**Instruction**
Return every line in the position identification records below that contains the word "dark".

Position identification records
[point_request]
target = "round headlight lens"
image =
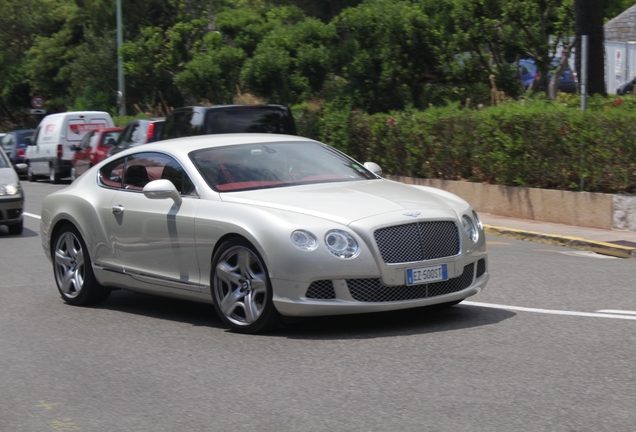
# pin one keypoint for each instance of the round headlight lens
(342, 244)
(470, 228)
(9, 189)
(304, 240)
(478, 221)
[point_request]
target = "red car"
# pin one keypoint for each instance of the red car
(93, 149)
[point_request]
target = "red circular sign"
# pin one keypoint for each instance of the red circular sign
(37, 102)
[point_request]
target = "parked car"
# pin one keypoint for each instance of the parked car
(222, 119)
(11, 196)
(138, 132)
(261, 226)
(93, 149)
(50, 154)
(627, 88)
(14, 144)
(529, 72)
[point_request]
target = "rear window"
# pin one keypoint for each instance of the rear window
(250, 120)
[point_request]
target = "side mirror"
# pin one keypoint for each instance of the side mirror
(373, 167)
(162, 189)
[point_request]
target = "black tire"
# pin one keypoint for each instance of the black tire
(54, 176)
(16, 229)
(73, 270)
(241, 289)
(30, 176)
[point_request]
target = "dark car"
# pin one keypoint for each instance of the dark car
(14, 144)
(528, 71)
(138, 132)
(222, 119)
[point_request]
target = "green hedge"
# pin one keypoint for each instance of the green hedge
(531, 143)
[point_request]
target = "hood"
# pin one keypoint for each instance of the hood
(343, 202)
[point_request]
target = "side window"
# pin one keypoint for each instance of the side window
(93, 140)
(135, 171)
(136, 134)
(7, 144)
(85, 140)
(111, 174)
(125, 134)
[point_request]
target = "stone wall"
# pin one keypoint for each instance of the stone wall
(585, 209)
(623, 27)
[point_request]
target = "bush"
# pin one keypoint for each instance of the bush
(530, 143)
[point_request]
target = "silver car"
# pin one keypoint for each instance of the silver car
(263, 226)
(11, 196)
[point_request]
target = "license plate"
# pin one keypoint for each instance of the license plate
(426, 274)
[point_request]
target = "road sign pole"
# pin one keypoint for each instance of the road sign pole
(120, 66)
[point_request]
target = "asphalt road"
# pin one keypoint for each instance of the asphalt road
(532, 352)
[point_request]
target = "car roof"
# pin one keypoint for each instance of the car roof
(188, 144)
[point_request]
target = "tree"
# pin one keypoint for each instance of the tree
(387, 55)
(589, 21)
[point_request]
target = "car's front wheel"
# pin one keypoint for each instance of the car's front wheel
(241, 288)
(73, 271)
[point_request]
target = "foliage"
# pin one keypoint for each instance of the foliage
(532, 143)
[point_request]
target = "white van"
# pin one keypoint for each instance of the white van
(50, 154)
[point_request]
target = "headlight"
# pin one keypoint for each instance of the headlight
(304, 240)
(478, 221)
(9, 189)
(342, 244)
(470, 228)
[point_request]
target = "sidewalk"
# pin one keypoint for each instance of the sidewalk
(608, 242)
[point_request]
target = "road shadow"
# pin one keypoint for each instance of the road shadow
(4, 232)
(188, 312)
(395, 323)
(359, 326)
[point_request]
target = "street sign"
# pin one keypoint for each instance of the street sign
(37, 102)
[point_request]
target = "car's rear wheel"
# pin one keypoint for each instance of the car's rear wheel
(16, 229)
(73, 271)
(241, 289)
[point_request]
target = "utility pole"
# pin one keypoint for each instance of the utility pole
(121, 99)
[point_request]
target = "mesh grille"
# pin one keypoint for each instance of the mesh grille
(321, 290)
(481, 267)
(373, 290)
(418, 241)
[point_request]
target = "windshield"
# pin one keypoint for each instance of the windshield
(267, 165)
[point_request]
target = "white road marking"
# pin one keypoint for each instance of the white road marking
(588, 254)
(617, 311)
(612, 313)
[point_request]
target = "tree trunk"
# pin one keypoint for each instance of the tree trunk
(589, 21)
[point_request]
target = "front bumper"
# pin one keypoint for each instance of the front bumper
(350, 296)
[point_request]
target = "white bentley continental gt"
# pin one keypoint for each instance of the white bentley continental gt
(263, 226)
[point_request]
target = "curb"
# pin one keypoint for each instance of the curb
(566, 241)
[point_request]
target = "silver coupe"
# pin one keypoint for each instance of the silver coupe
(263, 226)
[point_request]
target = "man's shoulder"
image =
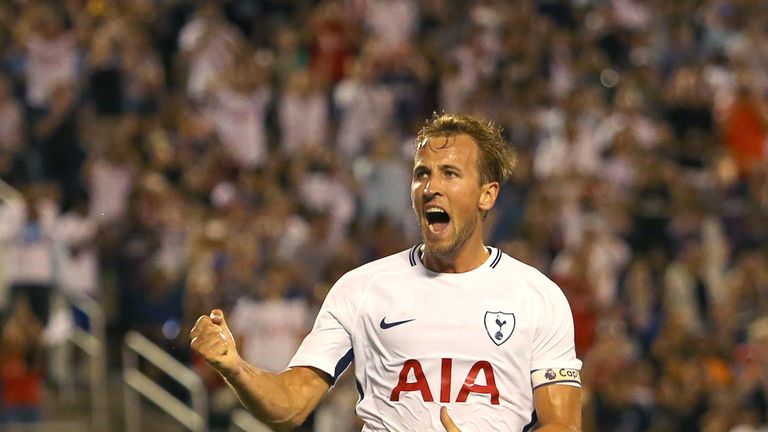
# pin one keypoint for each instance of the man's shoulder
(531, 277)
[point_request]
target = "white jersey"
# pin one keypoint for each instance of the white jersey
(477, 342)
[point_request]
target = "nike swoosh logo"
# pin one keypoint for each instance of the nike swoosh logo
(385, 325)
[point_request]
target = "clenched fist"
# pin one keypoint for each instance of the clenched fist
(212, 339)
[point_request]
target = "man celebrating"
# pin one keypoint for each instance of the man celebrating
(450, 325)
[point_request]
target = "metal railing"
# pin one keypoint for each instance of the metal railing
(243, 421)
(93, 344)
(194, 416)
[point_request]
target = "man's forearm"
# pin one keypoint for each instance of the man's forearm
(267, 396)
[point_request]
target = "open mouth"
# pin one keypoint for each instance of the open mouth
(437, 219)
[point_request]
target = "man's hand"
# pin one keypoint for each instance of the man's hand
(445, 419)
(212, 339)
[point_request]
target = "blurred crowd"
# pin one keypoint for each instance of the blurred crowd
(167, 157)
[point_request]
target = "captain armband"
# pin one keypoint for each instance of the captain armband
(542, 377)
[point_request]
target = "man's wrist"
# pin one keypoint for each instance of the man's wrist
(233, 374)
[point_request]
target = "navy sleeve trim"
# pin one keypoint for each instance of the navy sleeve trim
(497, 259)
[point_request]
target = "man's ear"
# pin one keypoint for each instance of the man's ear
(488, 194)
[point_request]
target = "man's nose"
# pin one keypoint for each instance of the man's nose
(431, 188)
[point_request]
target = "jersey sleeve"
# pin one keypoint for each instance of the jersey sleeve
(328, 346)
(554, 348)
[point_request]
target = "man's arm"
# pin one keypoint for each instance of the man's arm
(283, 400)
(558, 407)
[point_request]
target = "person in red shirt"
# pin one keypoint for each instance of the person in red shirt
(745, 131)
(21, 377)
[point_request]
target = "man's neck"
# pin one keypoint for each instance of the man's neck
(465, 259)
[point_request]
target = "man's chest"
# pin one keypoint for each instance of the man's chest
(446, 342)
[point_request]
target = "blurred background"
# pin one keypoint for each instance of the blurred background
(163, 157)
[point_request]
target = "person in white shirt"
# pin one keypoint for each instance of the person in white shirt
(448, 324)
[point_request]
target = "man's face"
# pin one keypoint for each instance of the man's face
(446, 192)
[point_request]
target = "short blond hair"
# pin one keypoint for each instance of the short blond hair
(497, 159)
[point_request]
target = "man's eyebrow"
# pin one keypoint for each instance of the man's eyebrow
(445, 167)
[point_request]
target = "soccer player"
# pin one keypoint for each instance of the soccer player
(450, 325)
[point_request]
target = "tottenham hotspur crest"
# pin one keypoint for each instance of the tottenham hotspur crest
(499, 326)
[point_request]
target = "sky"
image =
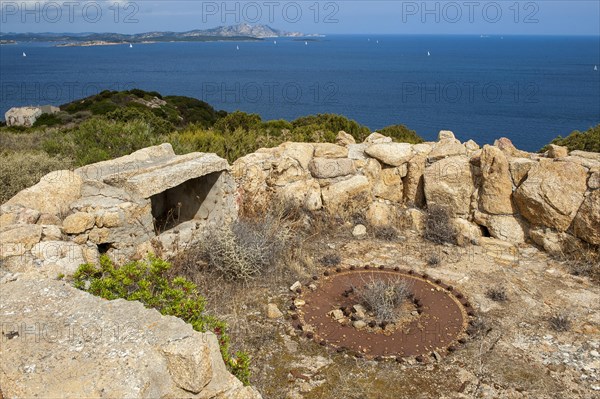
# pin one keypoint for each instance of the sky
(500, 17)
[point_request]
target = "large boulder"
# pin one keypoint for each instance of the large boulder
(496, 185)
(304, 194)
(58, 341)
(380, 214)
(393, 154)
(389, 184)
(17, 239)
(339, 193)
(519, 167)
(377, 138)
(447, 147)
(52, 194)
(552, 193)
(503, 227)
(301, 152)
(554, 242)
(449, 183)
(414, 194)
(344, 139)
(326, 168)
(587, 222)
(78, 222)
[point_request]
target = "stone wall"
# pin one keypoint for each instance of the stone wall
(62, 342)
(155, 201)
(71, 217)
(551, 199)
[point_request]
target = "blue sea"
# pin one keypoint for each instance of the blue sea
(529, 89)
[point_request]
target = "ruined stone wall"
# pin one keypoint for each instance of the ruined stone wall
(515, 196)
(72, 217)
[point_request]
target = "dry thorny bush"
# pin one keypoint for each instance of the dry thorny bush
(384, 297)
(582, 260)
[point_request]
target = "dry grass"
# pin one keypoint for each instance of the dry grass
(330, 260)
(246, 249)
(497, 294)
(385, 233)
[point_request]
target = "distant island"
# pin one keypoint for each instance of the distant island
(241, 32)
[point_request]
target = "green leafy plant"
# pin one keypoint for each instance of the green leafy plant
(583, 141)
(401, 134)
(148, 282)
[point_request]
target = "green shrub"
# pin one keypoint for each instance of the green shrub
(583, 141)
(401, 134)
(194, 111)
(19, 170)
(237, 120)
(159, 125)
(333, 123)
(98, 139)
(148, 282)
(48, 120)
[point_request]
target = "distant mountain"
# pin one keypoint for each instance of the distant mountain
(236, 32)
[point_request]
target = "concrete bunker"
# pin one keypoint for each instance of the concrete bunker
(191, 200)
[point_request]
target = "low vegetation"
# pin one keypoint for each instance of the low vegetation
(246, 249)
(497, 294)
(583, 141)
(560, 322)
(383, 298)
(149, 282)
(330, 260)
(433, 260)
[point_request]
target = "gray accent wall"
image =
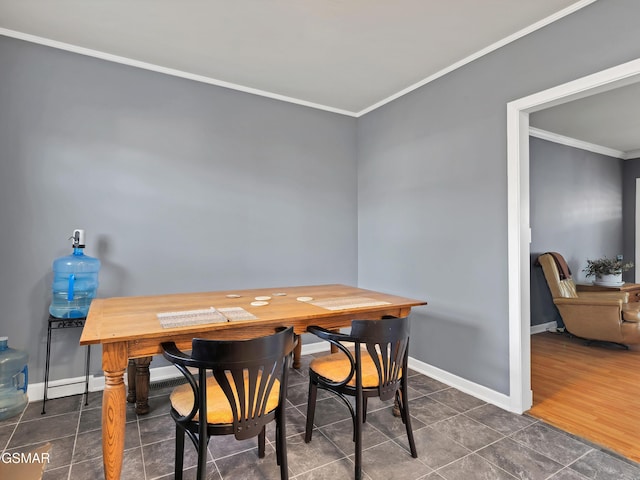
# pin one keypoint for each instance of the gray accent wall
(631, 171)
(432, 186)
(179, 185)
(576, 210)
(183, 186)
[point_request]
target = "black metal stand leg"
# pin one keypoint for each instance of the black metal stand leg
(46, 368)
(86, 376)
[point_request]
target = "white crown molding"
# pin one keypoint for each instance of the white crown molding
(499, 44)
(212, 81)
(167, 71)
(573, 142)
(630, 155)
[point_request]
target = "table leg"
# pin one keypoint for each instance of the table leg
(114, 363)
(131, 381)
(142, 385)
(297, 353)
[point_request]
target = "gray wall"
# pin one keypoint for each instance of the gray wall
(432, 186)
(631, 171)
(254, 182)
(180, 187)
(575, 209)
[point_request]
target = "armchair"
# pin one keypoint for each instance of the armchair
(601, 316)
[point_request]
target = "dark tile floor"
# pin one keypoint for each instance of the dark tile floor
(458, 437)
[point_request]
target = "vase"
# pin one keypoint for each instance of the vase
(611, 280)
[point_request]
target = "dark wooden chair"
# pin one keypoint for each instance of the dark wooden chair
(376, 366)
(246, 385)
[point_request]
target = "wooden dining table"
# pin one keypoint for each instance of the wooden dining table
(135, 327)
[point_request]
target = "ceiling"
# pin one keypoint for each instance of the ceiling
(345, 56)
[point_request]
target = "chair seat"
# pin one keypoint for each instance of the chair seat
(336, 367)
(218, 408)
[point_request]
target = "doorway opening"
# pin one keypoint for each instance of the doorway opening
(518, 226)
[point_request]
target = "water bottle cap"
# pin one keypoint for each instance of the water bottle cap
(78, 238)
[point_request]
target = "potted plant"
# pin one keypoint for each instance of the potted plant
(608, 271)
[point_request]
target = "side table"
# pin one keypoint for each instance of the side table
(55, 323)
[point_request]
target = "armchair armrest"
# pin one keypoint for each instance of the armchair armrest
(624, 296)
(590, 301)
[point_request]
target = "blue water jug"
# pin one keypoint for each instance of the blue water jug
(75, 281)
(14, 378)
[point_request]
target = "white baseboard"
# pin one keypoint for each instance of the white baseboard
(483, 393)
(544, 327)
(75, 386)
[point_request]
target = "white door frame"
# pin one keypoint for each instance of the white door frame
(518, 229)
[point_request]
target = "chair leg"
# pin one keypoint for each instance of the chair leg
(358, 436)
(179, 454)
(311, 410)
(364, 409)
(406, 418)
(261, 442)
(281, 445)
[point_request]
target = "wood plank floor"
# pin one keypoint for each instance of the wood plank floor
(590, 391)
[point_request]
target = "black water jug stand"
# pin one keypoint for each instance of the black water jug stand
(54, 324)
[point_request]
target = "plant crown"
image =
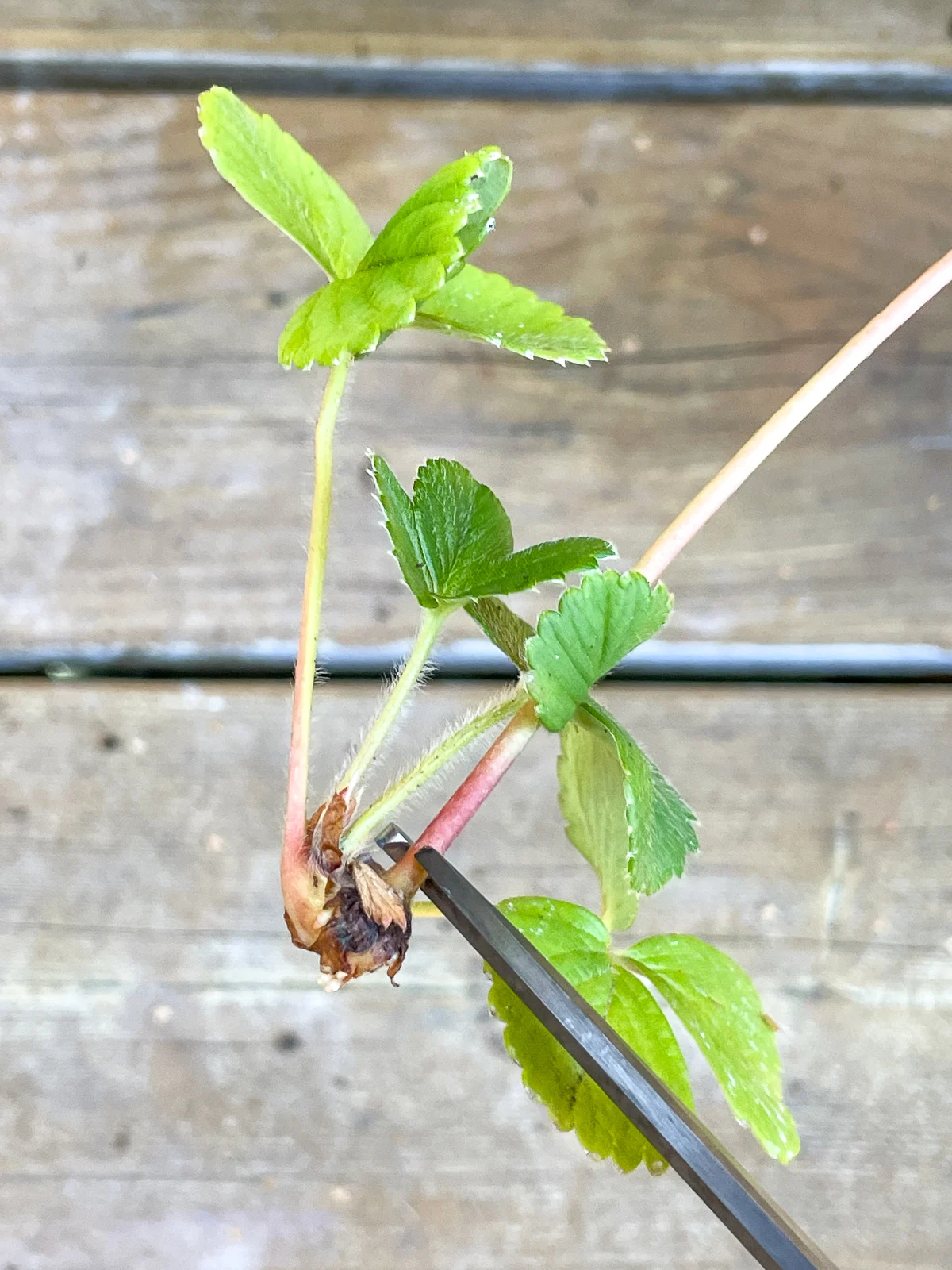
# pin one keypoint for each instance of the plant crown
(454, 544)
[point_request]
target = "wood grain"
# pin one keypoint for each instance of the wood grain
(155, 459)
(175, 1091)
(687, 32)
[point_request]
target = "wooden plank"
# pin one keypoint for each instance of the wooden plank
(674, 32)
(178, 1092)
(155, 457)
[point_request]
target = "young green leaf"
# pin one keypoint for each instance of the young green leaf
(281, 181)
(578, 643)
(507, 630)
(349, 318)
(660, 826)
(720, 1007)
(578, 945)
(486, 306)
(592, 798)
(454, 540)
(406, 264)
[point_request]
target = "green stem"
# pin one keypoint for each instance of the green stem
(376, 816)
(406, 876)
(294, 846)
(431, 625)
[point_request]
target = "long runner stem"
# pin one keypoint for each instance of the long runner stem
(465, 803)
(780, 425)
(431, 625)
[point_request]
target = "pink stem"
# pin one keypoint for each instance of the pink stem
(474, 791)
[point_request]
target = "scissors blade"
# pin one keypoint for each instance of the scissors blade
(640, 1095)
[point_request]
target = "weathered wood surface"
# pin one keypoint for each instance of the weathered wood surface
(177, 1092)
(603, 31)
(155, 459)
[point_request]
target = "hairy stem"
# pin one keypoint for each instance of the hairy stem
(376, 816)
(431, 626)
(780, 425)
(406, 876)
(296, 810)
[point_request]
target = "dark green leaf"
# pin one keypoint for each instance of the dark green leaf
(660, 825)
(577, 645)
(507, 630)
(454, 540)
(577, 944)
(593, 800)
(720, 1007)
(405, 264)
(488, 308)
(281, 181)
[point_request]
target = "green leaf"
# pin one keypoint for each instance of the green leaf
(577, 645)
(486, 306)
(281, 181)
(592, 798)
(454, 540)
(720, 1007)
(406, 264)
(660, 823)
(507, 630)
(578, 945)
(349, 318)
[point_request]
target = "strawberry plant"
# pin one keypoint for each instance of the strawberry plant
(452, 541)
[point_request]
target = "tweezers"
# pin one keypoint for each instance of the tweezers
(765, 1230)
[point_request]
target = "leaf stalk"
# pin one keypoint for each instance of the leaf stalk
(406, 876)
(431, 625)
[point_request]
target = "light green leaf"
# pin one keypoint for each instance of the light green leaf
(281, 181)
(577, 645)
(401, 526)
(429, 222)
(593, 800)
(507, 630)
(454, 540)
(577, 944)
(486, 306)
(349, 318)
(406, 264)
(720, 1007)
(660, 823)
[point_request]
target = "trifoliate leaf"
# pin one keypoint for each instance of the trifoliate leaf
(720, 1007)
(281, 181)
(507, 630)
(593, 800)
(660, 823)
(486, 306)
(492, 187)
(406, 264)
(578, 945)
(454, 540)
(578, 643)
(349, 318)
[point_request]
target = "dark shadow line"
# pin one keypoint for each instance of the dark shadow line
(659, 660)
(777, 80)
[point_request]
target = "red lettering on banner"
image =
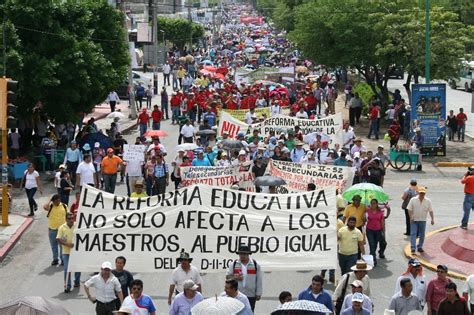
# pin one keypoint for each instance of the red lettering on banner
(231, 128)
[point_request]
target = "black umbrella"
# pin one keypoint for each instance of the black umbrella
(269, 181)
(205, 132)
(230, 144)
(104, 141)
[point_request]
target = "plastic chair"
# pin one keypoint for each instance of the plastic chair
(41, 160)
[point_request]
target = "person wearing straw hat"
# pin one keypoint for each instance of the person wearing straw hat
(183, 272)
(405, 301)
(231, 289)
(184, 301)
(357, 288)
(107, 287)
(248, 274)
(139, 303)
(418, 208)
(357, 307)
(358, 272)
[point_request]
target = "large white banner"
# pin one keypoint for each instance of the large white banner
(299, 175)
(218, 176)
(330, 126)
(285, 232)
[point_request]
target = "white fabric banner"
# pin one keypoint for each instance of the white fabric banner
(218, 176)
(330, 126)
(299, 175)
(285, 232)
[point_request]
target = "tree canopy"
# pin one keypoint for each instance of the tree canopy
(66, 54)
(180, 31)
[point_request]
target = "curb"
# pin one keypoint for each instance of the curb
(454, 164)
(427, 264)
(14, 239)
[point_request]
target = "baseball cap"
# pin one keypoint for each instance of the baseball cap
(106, 265)
(357, 284)
(414, 262)
(357, 297)
(190, 285)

**Output of the exercise**
target = "dark car"
# pin one keypoint for each instance of the dark car
target = "dark tile floor"
# pin one keypoint for each instance of the dark tile floor
target = "dark wooden chair"
# pin one keypoint for each instance of the dark wooden chair
target = "dark green leaf"
# pin one keypoint for each instance of the dark green leaf
target = "dark shadow line"
# pin one keypoint for each instance of the dark shadow line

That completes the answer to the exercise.